- What to produce
Please repeat only these lines, exactly: the one containing "Need: one point per instance of the black beak, placed" and all that come after it in the material.

- Data records
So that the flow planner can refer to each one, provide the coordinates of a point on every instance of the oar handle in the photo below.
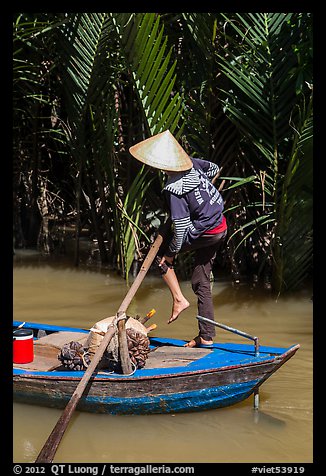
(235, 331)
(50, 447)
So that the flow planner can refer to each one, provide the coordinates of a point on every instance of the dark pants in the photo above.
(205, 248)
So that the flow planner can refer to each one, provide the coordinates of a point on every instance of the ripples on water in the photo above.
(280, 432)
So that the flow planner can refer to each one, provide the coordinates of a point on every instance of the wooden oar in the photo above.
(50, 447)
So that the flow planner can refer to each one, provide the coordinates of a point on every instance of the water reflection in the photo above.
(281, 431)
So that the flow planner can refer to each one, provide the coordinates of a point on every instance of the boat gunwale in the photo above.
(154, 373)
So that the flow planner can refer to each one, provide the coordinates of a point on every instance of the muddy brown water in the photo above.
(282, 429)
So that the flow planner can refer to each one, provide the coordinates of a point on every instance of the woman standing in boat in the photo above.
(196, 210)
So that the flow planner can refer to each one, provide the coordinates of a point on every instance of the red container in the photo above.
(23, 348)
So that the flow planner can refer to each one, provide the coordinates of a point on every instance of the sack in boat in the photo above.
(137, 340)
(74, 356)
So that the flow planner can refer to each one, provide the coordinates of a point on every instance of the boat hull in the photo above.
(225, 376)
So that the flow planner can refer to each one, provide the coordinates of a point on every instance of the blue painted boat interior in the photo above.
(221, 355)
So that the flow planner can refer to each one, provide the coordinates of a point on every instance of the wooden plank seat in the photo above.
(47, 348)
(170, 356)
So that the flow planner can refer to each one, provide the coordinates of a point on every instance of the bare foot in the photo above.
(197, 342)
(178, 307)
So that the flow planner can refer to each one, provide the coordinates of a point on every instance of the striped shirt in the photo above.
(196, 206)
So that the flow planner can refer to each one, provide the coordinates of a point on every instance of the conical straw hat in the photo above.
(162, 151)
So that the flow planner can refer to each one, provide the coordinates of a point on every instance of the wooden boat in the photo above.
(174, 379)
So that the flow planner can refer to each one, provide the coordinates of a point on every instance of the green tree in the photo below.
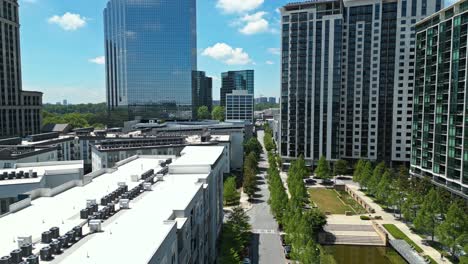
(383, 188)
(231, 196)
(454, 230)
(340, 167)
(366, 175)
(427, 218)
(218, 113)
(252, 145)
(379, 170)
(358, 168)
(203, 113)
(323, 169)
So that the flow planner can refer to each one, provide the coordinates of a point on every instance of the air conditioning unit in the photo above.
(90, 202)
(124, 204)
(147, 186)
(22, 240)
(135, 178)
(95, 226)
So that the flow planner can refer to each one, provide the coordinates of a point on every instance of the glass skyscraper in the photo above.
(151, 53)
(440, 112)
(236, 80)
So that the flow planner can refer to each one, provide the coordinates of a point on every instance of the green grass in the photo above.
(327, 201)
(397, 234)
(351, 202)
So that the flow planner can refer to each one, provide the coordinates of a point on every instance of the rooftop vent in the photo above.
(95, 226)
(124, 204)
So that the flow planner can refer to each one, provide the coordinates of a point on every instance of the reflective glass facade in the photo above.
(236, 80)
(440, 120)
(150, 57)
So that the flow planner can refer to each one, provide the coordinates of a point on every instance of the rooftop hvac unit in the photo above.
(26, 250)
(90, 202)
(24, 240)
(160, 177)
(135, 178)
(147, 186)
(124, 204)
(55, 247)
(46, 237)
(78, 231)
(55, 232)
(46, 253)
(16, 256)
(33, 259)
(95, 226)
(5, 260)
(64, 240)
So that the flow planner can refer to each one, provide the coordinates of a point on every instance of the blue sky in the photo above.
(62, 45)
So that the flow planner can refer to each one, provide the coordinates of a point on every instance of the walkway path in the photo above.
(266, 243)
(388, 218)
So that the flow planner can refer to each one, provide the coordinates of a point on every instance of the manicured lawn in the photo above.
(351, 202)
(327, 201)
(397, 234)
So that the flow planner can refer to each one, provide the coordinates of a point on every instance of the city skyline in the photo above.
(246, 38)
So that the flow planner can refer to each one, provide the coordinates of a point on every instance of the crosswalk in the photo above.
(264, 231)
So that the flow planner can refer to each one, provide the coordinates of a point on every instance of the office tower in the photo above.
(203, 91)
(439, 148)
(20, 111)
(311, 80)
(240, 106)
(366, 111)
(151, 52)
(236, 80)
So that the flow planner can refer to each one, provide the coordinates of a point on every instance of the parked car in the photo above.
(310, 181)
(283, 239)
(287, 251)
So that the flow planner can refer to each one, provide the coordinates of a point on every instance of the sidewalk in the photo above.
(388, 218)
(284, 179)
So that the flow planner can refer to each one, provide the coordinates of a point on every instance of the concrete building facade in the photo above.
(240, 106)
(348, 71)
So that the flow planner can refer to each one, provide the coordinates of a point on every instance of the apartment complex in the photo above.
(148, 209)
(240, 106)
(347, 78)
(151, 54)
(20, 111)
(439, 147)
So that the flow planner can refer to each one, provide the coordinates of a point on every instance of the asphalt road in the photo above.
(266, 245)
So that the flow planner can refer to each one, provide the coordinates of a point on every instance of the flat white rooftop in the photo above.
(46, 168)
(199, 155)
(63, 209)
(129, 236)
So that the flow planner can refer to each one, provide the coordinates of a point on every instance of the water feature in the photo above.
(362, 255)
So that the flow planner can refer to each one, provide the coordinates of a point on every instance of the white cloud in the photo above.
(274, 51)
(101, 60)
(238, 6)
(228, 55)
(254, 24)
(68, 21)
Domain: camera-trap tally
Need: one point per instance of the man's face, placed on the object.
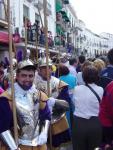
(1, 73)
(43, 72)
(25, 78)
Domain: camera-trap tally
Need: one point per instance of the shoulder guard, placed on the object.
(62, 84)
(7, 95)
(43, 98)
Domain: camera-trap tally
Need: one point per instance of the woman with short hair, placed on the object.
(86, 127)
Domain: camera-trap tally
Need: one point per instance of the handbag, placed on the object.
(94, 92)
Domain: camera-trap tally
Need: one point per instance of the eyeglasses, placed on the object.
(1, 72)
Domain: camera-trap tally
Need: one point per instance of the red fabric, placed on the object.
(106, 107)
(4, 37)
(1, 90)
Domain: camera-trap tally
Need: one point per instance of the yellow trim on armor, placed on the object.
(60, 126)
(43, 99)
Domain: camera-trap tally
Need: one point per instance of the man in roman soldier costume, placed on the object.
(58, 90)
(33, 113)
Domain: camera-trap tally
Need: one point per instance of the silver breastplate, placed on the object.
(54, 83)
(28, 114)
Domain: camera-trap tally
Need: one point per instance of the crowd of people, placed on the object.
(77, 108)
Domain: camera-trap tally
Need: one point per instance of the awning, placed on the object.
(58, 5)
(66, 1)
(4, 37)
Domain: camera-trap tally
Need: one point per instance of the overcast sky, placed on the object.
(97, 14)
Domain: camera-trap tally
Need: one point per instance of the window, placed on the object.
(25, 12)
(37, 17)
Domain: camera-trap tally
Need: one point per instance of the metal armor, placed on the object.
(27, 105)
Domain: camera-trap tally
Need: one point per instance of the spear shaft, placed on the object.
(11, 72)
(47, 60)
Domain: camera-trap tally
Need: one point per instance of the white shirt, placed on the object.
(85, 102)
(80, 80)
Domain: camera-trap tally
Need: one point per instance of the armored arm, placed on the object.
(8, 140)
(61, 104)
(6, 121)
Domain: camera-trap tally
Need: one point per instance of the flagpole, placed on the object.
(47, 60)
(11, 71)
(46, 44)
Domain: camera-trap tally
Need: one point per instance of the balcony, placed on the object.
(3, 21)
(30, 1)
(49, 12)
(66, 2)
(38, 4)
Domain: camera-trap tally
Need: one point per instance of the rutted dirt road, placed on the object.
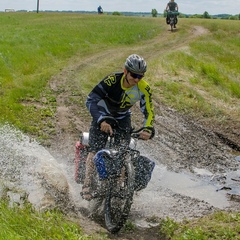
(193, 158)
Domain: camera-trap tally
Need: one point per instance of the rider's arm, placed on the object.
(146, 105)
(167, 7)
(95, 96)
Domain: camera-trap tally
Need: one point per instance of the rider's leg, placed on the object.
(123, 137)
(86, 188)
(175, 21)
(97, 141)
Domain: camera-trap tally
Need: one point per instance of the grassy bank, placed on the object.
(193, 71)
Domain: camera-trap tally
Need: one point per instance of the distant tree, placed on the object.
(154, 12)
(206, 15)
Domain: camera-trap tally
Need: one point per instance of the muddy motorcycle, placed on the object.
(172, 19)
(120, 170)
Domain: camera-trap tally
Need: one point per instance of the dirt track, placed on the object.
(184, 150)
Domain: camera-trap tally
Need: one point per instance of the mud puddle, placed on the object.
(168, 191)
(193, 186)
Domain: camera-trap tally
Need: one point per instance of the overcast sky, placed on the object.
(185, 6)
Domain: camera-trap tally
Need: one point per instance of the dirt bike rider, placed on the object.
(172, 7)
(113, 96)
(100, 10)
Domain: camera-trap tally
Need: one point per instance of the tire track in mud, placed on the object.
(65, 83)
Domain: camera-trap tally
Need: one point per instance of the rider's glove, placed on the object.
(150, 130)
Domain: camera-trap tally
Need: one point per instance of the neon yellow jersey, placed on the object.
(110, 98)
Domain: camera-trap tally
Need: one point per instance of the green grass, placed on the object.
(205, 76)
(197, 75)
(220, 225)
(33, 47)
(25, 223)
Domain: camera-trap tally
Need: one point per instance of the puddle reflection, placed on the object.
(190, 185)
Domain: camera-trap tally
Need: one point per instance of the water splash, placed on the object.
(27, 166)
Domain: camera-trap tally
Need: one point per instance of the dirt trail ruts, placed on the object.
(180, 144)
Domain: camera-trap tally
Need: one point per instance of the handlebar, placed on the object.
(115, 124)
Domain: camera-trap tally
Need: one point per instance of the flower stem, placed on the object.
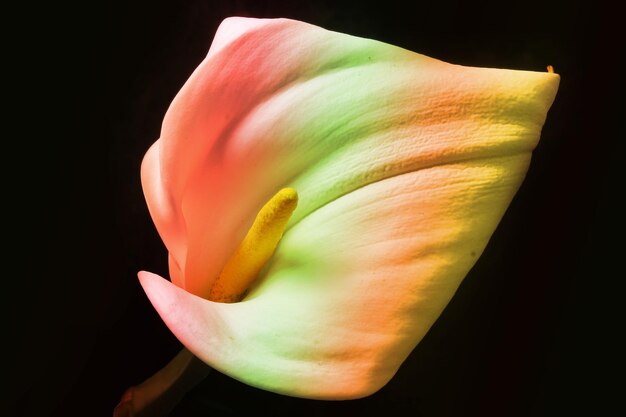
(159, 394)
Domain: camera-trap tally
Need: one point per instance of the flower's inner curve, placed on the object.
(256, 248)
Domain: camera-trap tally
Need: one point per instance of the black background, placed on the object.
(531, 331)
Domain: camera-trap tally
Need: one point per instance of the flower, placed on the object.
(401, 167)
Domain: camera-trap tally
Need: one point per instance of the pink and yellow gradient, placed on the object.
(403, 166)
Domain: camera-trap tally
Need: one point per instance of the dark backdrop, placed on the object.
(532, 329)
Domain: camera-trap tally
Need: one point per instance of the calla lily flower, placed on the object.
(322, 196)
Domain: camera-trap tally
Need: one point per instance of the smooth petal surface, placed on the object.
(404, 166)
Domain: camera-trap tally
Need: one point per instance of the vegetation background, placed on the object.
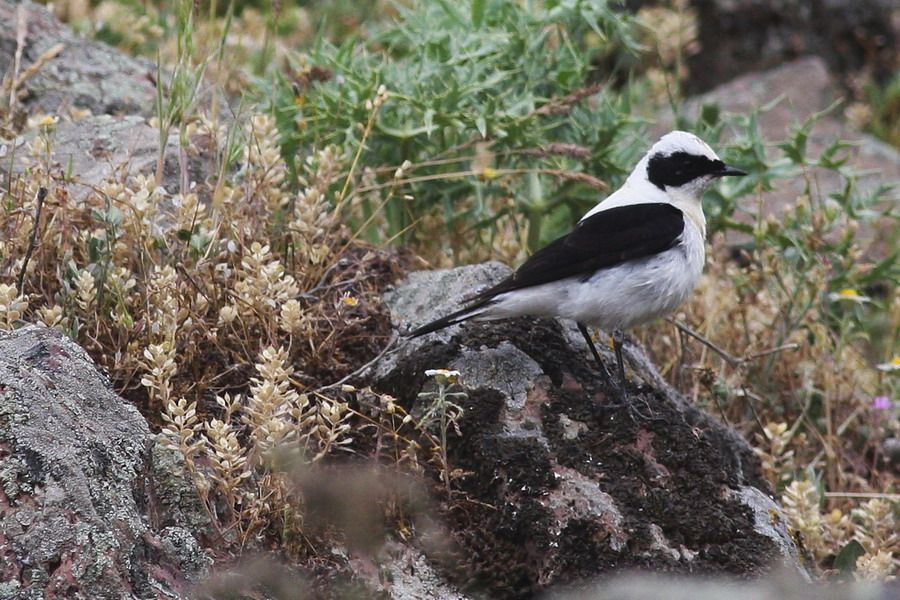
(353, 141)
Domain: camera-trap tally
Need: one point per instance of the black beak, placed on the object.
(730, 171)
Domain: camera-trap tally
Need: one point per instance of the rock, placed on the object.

- Result
Need: one point per instance of the black beak, placed on the object.
(730, 171)
Domain: camera-trap tally
Need: one point per instance of the rock, placed on the object.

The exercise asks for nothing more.